- _What this task involves_
Print, without any change, the stretch of the items from the line containing "Trace the outline of every instance of the blurred" through the end of the items.

Outline records:

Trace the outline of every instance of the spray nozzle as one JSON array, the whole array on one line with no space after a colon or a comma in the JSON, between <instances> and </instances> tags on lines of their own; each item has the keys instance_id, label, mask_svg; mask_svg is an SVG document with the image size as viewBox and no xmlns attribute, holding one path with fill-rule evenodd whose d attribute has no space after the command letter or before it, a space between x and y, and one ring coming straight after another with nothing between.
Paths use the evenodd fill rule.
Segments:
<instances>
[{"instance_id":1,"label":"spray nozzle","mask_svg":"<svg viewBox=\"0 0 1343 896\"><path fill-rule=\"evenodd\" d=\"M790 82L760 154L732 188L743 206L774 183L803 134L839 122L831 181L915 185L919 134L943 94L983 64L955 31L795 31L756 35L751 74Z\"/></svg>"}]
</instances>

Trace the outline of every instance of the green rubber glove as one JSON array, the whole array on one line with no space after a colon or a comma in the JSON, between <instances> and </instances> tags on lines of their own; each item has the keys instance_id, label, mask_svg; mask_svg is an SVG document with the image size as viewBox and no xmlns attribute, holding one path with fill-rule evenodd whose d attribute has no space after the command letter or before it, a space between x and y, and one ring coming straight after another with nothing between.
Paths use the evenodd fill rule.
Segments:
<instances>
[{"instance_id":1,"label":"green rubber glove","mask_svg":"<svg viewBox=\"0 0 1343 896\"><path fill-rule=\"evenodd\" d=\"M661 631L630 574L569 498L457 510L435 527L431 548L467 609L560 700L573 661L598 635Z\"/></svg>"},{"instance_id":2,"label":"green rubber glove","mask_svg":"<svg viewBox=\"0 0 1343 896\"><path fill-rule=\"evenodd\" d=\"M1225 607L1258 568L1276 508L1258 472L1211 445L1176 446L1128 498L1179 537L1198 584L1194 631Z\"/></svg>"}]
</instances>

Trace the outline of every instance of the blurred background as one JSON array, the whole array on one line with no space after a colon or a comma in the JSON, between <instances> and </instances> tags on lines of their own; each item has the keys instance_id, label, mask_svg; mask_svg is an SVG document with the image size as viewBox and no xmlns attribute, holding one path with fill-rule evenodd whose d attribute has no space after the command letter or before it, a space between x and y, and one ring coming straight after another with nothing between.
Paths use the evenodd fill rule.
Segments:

- _Answer to the task_
Trace the outline of every instance of the blurred background as one JSON array, the whole array on one line with no space after a colon or a comma in the JSON, between <instances> and </instances> tags on lines of their own; each item has the keys instance_id, label, mask_svg; mask_svg is an SVG document with the image size as viewBox and no xmlns attribute, holding one path with fill-rule evenodd whose d attribute has no space after the command letter or before it, a space between x and y, and one ring coming straight after another with nothing between.
Paths use the evenodd fill rule.
Segments:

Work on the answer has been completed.